(Data records)
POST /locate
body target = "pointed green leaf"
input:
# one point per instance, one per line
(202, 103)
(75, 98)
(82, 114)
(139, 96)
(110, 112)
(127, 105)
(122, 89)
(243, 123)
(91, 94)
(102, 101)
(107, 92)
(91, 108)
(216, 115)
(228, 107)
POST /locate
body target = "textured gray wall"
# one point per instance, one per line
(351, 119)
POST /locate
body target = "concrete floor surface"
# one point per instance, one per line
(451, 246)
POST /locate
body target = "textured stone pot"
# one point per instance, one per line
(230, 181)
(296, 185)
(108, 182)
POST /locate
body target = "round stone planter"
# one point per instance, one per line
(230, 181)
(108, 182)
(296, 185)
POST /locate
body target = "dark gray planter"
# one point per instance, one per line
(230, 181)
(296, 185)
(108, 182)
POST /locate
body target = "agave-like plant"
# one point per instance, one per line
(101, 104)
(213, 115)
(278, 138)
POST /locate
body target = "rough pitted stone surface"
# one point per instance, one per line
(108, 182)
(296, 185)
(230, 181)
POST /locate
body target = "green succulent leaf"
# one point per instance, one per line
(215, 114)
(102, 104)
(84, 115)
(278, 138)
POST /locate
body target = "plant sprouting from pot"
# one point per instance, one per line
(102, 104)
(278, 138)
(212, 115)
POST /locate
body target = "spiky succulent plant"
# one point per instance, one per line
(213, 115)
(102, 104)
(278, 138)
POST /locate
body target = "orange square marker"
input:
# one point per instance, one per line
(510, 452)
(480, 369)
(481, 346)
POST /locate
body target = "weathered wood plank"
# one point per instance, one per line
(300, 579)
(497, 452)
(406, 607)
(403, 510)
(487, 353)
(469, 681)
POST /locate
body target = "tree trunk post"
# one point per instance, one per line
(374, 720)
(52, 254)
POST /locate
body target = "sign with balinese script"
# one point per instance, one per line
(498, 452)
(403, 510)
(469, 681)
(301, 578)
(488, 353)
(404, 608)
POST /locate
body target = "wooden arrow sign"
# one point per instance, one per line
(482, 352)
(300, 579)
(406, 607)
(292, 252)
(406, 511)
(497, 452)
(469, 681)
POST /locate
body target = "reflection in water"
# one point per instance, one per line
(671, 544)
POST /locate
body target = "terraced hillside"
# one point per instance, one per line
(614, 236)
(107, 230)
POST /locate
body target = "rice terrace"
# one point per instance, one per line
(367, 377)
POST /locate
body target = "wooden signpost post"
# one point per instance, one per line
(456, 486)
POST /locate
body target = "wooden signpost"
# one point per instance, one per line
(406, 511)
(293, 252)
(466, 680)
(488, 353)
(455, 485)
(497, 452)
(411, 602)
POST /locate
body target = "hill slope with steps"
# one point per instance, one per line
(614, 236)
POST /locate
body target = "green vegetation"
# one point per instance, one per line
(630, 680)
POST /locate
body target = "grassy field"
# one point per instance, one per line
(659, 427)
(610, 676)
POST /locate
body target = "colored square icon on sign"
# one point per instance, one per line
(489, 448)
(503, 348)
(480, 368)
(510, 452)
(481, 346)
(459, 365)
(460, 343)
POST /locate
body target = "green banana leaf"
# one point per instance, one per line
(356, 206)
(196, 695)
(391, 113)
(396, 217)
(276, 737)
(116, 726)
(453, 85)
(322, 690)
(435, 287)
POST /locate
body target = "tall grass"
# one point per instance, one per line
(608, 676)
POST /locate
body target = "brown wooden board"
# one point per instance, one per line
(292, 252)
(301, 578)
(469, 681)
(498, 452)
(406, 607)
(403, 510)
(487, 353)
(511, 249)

Exercise aim: Work out, please, how many lines above contain "succulent"; answer only with the number.

Your response: 2